## The task
Put every one of the records below into a two-column CSV with the headers record_text and answer, one row per record. Wrap each field in double quotes and replace any line breaks inside a field with spaces.
** START Information provided **
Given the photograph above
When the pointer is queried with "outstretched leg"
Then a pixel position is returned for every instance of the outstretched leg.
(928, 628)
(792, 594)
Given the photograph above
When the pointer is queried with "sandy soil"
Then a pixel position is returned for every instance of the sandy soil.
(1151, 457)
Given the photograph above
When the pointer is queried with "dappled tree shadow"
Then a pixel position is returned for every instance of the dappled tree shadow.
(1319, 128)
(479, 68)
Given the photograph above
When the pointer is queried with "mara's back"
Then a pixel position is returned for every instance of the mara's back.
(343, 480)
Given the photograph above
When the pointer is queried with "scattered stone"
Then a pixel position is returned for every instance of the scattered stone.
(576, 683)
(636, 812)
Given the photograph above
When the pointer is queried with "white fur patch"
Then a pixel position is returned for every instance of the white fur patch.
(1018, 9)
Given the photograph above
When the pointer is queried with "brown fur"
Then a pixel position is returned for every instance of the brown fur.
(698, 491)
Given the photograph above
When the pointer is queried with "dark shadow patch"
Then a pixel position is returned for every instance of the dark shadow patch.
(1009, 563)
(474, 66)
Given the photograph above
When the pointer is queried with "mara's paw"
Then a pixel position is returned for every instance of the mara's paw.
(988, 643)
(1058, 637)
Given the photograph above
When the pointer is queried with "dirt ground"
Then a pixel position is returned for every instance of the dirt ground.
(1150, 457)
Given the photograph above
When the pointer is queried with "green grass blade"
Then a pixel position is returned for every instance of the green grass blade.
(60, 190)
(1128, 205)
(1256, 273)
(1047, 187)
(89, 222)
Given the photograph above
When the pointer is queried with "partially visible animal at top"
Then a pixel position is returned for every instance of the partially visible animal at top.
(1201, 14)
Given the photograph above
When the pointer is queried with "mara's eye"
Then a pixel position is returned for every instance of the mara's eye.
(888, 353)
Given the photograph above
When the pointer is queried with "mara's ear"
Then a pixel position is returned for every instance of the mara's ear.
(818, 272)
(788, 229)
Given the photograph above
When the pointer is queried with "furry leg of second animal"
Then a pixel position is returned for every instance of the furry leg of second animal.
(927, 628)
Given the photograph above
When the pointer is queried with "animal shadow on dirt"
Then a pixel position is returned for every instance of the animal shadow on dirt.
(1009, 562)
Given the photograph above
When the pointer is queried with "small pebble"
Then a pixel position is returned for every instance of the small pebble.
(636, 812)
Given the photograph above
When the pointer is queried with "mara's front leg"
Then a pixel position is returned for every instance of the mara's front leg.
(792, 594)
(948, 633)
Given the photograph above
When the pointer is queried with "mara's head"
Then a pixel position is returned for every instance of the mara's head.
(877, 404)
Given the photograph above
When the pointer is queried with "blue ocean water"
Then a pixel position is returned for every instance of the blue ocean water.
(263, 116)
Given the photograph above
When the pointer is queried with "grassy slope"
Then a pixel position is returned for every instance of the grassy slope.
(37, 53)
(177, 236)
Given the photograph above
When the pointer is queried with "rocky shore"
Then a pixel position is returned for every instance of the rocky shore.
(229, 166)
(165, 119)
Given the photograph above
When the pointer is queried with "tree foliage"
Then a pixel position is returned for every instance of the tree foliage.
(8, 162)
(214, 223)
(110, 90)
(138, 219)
** END Information provided **
## Exercise response
record_text,answer
"Given the photograph above When the pointer is queried with ""outstretched leg"" Then a pixel position is returned for every instance of the outstretched leg.","(928, 628) (792, 594)"
"Given the photograph above When the pointer is queried with ""sandy soil"" Then a pixel position is returned for every instance of the sandy soil.","(1151, 457)"
"Given the photograph above When the pointer is queried with ""dappled tree shadow"" Then a pixel position is returned for every instance of the dappled tree shadow.","(1319, 128) (479, 68)"
"Given the photograph above When the pointer is queried with ""mara's back"" Then a pixel position is returned for every instance of the mara's back.","(343, 480)"
"Given the photograph above When the pointer is queried with ""scattered stone"" Then a pixel position is returned for every instance of the scattered stone.","(576, 683) (636, 812)"
"Given the photograph above When the pointer is queried with ""white fur patch"" Then a pixel position is returned for every instance of the white fur patch.","(1018, 9)"
"Given the photograph above When the pointer is queried with ""brown fur"" Then a pixel position is returned for every instance of the brown fur.","(698, 491)"
"Given the photograph above When the pointer is queried with ""dark shadow patch"" Then a pixel position is returned for every instance of the dark shadow patch.","(1009, 563) (474, 66)"
"Given the photograph above When the pointer is queried with ""mara's paw"" Then a pixel position is returned for every instance of the mara's paw.","(988, 643) (1058, 637)"
"Given the photograph above When the pointer is queried with ""dirt ground"" Then a pixel position is returned for every instance of the dirt ground.","(1150, 457)"
"Given the photograph above When the pointer is queried with ""green grass blade"" Then a pixel position is returned for every instance of the green grass blade.","(60, 190) (1128, 205) (1256, 273) (1047, 187) (89, 222)"
"Given the photograph above When the pointer is queried with ""partially visible animal at top"" Then a pixel position is returned for every instance of the partially visible animal at top.","(1201, 14)"
"Given the photograph above When the pointer is queried with ""mara's eye"" Then a pixel position is returned for every instance of the mara's eye.","(888, 353)"
"Given the photograph above When the pointer is queried with ""mara's ear"" Then a pixel position is returned for every instance of the mara's ear.","(818, 272) (788, 229)"
"Given the photograph above When the pointer is queried with ""furry leg of second animal"" Then a pixel position is returned for every instance of the furry leg of second animal.","(927, 628)"
"Given the photograph above When the pointer is queried with ""animal shadow on dirt"" Then a pixel position is returned for every instance of the animal shadow on dirt.","(1009, 562)"
"Given the photograph above When the pointer is queried with ""small pebble"" Then a pixel position is returned for every instance of the small pebble.","(636, 812)"
"Given the photograph above When the pointer is queried with ""mara's front leg"" Then a pixel position is returned for every instance of the mara's front leg.","(792, 594) (948, 633)"
"Given the photograph above When the pointer is queried with ""mara's head"" Then a pixel position is returned for every instance of the mara's head.","(877, 404)"
"Given the photograph above When the pointer is queried with ""blue ocean water"" Then a pixel position is returned for every instance of the blue ocean water.","(263, 116)"
"Given the photograph above When the pointer is queried with ""grassy slope"" Then a pixel position is returned for every instance of the grassy slope.","(37, 53) (177, 236)"
"Given the photograph above When the pointer is queried with ""rocky shore"" Then a pixel position is returned for every instance of the rocky shore.","(229, 166) (165, 119)"
"Given the photograph above When the pointer is queried with ""tree foliage"" Then a pixel position is returned for every instance of the tree foliage.","(8, 162) (214, 223) (110, 90) (138, 219)"